- _Data lines_:
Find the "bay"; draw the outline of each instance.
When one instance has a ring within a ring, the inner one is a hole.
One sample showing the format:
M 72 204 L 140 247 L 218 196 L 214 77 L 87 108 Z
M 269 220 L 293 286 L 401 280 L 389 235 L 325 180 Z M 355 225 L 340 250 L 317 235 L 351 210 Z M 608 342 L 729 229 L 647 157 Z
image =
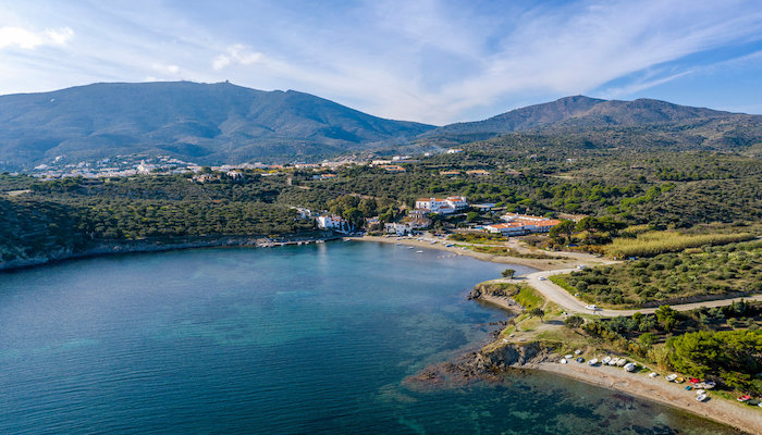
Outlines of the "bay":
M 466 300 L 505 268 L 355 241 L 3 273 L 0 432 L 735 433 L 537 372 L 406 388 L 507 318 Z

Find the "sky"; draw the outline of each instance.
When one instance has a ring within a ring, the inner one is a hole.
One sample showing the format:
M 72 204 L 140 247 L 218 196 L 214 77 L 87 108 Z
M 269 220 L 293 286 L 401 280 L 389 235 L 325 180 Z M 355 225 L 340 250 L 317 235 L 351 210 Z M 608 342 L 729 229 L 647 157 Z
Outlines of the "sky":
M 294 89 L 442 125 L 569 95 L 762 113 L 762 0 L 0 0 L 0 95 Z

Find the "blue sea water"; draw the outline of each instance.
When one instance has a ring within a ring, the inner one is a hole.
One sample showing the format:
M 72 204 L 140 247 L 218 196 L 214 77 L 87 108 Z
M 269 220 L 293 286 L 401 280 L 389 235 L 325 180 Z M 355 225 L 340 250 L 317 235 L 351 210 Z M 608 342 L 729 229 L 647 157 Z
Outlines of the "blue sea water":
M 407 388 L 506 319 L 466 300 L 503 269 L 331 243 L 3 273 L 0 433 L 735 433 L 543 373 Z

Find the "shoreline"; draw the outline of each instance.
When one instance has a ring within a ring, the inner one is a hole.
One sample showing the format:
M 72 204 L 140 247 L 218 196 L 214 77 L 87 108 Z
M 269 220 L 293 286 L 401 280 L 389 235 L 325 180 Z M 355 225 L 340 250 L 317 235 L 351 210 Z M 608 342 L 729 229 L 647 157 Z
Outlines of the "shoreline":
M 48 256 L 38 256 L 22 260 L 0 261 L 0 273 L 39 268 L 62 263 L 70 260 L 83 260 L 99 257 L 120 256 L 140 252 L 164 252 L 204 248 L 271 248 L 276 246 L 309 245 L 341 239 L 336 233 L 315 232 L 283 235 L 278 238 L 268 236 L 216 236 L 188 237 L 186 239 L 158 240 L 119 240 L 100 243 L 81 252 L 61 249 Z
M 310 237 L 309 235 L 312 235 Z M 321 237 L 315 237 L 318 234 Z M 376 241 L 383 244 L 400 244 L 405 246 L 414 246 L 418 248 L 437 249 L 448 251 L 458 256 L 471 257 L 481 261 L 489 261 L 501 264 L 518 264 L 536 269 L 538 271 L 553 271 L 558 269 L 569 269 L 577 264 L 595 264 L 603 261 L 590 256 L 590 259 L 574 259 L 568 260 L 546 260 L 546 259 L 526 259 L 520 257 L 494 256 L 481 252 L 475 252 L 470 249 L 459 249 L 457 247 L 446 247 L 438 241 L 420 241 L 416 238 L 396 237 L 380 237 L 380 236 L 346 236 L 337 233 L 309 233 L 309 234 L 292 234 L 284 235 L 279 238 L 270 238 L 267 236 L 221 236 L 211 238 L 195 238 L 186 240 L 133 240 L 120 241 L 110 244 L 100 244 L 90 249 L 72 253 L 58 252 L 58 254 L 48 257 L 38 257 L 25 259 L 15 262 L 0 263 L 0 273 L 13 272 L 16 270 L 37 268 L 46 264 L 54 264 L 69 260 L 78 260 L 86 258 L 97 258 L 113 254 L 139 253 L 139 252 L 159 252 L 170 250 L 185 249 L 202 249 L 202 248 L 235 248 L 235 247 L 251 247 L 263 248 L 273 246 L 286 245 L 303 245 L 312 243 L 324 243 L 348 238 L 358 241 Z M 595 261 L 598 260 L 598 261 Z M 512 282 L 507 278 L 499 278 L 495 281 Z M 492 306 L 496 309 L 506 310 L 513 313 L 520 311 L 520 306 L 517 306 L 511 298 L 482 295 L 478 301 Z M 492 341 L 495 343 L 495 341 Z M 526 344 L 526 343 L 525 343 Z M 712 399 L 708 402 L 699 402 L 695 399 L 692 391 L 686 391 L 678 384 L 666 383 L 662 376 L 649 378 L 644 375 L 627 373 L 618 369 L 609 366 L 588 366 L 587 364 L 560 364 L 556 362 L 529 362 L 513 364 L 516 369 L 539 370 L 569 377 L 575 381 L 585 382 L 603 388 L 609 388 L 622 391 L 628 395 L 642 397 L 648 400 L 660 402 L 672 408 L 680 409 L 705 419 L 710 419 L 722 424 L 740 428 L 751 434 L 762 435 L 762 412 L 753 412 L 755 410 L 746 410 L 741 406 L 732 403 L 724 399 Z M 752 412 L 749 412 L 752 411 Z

- _Problem requirements_:
Rewrite all of the records above, changing every occurrence of "instance" to "region" and keeping everything else the same. Leave out the pictures.

- _Solution to the problem_:
Find the "bay"; draw the outline of each region.
When one region has a ring within a ring, the inner one is a hole.
One sample showing the format:
M 72 204 L 140 247 L 218 196 L 214 77 L 87 108 Z
M 269 220 L 293 286 L 401 280 L 389 235 L 325 180 Z M 355 225 L 340 250 L 317 235 L 351 210 Z M 608 342 L 729 229 L 647 157 Z
image =
Outlines of the "bay":
M 466 300 L 505 268 L 355 241 L 3 273 L 0 432 L 735 433 L 537 372 L 406 388 L 507 318 Z

Find the "sky"; draw the outline of each region.
When one region has a ring within a ring, the inner one is a hole.
One sample showing the format:
M 72 204 L 140 247 L 218 196 L 214 77 L 87 108 Z
M 269 220 L 293 286 L 401 280 L 389 235 L 325 180 Z M 355 225 L 340 250 L 317 235 L 351 210 Z M 608 342 L 729 229 L 647 157 Z
Outlines of the "sky":
M 294 89 L 442 125 L 569 95 L 762 113 L 762 0 L 0 0 L 0 95 Z

Find the "blue sea water"; draw the outline of each region.
When one region has a ring within a ring, the inner one is a hole.
One sample showing the format:
M 72 204 L 140 247 L 218 196 L 214 77 L 87 108 Z
M 269 220 L 293 286 L 401 280 L 389 235 L 325 180 Z M 355 225 L 340 250 L 317 235 L 351 210 Z M 608 342 L 729 229 L 647 157 Z
Outlines of the "blue sea water":
M 407 388 L 506 319 L 466 300 L 503 269 L 331 243 L 3 273 L 0 433 L 735 433 L 543 373 Z

Find the "shoreline"; draw the outline of each region.
When one region has a ring within a ring, the inner one is a hole.
One sample showing the format:
M 72 204 L 140 247 L 218 196 L 214 77 L 87 108 Z
M 269 220 L 293 286 L 401 280 L 389 235 L 325 180 Z M 355 225 L 340 250 L 317 235 L 351 210 Z M 608 342 L 729 229 L 647 157 Z
Outlines of the "shoreline":
M 48 256 L 38 256 L 22 260 L 0 261 L 0 273 L 39 268 L 62 263 L 70 260 L 83 260 L 99 257 L 120 256 L 140 252 L 164 252 L 204 248 L 271 248 L 276 246 L 309 245 L 341 239 L 336 233 L 315 232 L 283 235 L 278 238 L 268 236 L 216 236 L 188 237 L 186 239 L 158 240 L 119 240 L 100 243 L 81 252 L 61 249 Z
M 310 237 L 309 235 L 312 235 Z M 321 237 L 315 237 L 318 234 Z M 376 241 L 383 244 L 400 244 L 405 246 L 414 246 L 418 248 L 437 249 L 448 251 L 458 256 L 471 257 L 481 261 L 489 261 L 501 264 L 518 264 L 536 269 L 538 271 L 553 271 L 558 269 L 569 269 L 577 264 L 595 264 L 603 261 L 590 256 L 590 259 L 574 259 L 568 260 L 546 260 L 546 259 L 526 259 L 520 257 L 494 256 L 481 252 L 475 252 L 470 249 L 459 249 L 457 247 L 446 247 L 438 241 L 420 241 L 416 238 L 396 237 L 380 237 L 380 236 L 346 236 L 337 233 L 309 233 L 309 234 L 292 234 L 284 235 L 279 238 L 270 238 L 267 236 L 221 236 L 211 238 L 195 238 L 186 240 L 133 240 L 120 241 L 110 244 L 100 244 L 90 249 L 72 253 L 58 252 L 58 254 L 48 257 L 38 257 L 25 259 L 15 262 L 0 263 L 0 273 L 13 272 L 16 270 L 37 268 L 46 264 L 54 264 L 69 260 L 78 260 L 86 258 L 97 258 L 113 254 L 139 253 L 139 252 L 159 252 L 170 250 L 185 249 L 202 249 L 202 248 L 235 248 L 235 247 L 251 247 L 263 248 L 273 246 L 286 245 L 303 245 L 312 243 L 324 243 L 348 238 L 358 241 Z M 595 261 L 598 260 L 598 261 Z M 512 282 L 507 278 L 499 278 L 495 281 Z M 492 306 L 496 309 L 506 310 L 513 313 L 520 311 L 520 306 L 517 306 L 511 298 L 482 295 L 478 301 Z M 492 341 L 495 343 L 495 341 Z M 526 344 L 526 343 L 525 343 Z M 712 399 L 708 402 L 699 402 L 695 399 L 692 391 L 686 391 L 678 384 L 666 383 L 662 376 L 649 378 L 644 375 L 627 373 L 618 369 L 609 366 L 588 366 L 587 364 L 560 364 L 556 362 L 529 362 L 513 364 L 516 369 L 539 370 L 569 377 L 575 381 L 585 382 L 603 388 L 609 388 L 622 391 L 628 395 L 642 397 L 648 400 L 660 402 L 672 408 L 680 409 L 705 419 L 710 419 L 722 424 L 740 428 L 751 434 L 762 435 L 762 412 L 753 412 L 755 410 L 746 410 L 741 406 L 732 403 L 724 399 Z M 752 412 L 749 412 L 752 411 Z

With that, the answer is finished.